__Location identification entries__
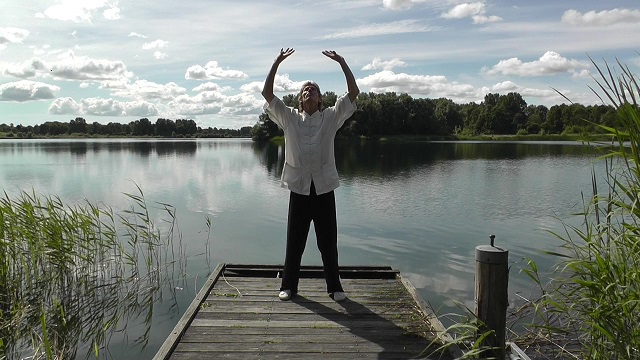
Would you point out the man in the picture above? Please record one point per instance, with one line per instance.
(310, 172)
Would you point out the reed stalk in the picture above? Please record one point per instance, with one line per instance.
(71, 275)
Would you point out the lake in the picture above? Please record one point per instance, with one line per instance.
(420, 207)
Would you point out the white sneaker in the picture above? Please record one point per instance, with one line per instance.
(285, 295)
(339, 296)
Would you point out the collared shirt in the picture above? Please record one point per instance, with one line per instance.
(309, 143)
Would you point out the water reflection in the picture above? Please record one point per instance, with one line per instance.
(419, 207)
(80, 148)
(367, 158)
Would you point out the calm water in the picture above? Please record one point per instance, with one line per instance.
(419, 207)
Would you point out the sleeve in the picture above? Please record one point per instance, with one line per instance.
(279, 112)
(344, 108)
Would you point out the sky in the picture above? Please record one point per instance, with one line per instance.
(120, 60)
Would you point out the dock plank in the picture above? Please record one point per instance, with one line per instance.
(239, 316)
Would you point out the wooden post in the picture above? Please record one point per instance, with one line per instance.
(491, 300)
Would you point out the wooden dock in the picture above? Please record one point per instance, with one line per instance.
(237, 315)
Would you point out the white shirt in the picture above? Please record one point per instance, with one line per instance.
(309, 143)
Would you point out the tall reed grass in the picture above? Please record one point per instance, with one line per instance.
(71, 275)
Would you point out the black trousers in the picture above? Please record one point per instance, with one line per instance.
(321, 209)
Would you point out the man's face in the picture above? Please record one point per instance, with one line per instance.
(310, 92)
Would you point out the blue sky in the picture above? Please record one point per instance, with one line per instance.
(108, 60)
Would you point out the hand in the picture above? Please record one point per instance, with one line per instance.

__AIM OF THE TASK__
Take the records above and transcribe them exactly, dropping every picture.

__RESULT FOR THIS TASK__
Would you point out the man in the picture above? Please record one point per instance, with one line per instance.
(310, 172)
Would you point out the reed stalk in the picture above? Please record one point per instance, with one line per instance.
(71, 275)
Would you point out the lake in the picture above? Please record one point per instance, with one line per instance.
(420, 207)
Would you point out the white sneaker in the picture above? Please record one point per instance, with one line per instance.
(285, 295)
(339, 296)
Would you point out the collared shirt in the picture above? Please record one point per instance, with one line per instance.
(309, 143)
Would you point out the water reflection in the picture above? Please record one point per instance, with one line per instance.
(419, 207)
(80, 148)
(367, 158)
Would you point out the calm water in the picture above? Please record one point per instance, with one line per instance.
(419, 207)
Would you point out the sleeve in the picture above? Please record one point per instance, with one line per instance.
(279, 112)
(344, 108)
Would you point out the sky in the picture above? Please record one point per instance, with one line per instance.
(120, 60)
Would you point out the dock plank in the picture above? Please record one point per instance, with one line per instance.
(239, 316)
Would you point out the wooden post in the picture above? Please record one point per instance, with one line per instance.
(491, 300)
Would you point out the wooden dock in the picture above? Please record one point per instance, with one line per instance.
(237, 315)
Would you point out the white shirt in the picture above? Please record one point per instance, with one line per instance.
(309, 143)
Would you point out the tall reed grass in the picture above? Please record one point per instance, with one line per instance.
(71, 275)
Would you point out the black trousers in the picture above? Please record one point per instance, with one line per instance.
(321, 209)
Would you point out the man's face in the picture above? Please record one point per instance, with one line per instance.
(310, 92)
Would you point out the blue sky in the picture above? Please record one point per instance, with one line per instance.
(108, 60)
Would you point out the hand in the picture above? Please record one point per instance, with one line per instance.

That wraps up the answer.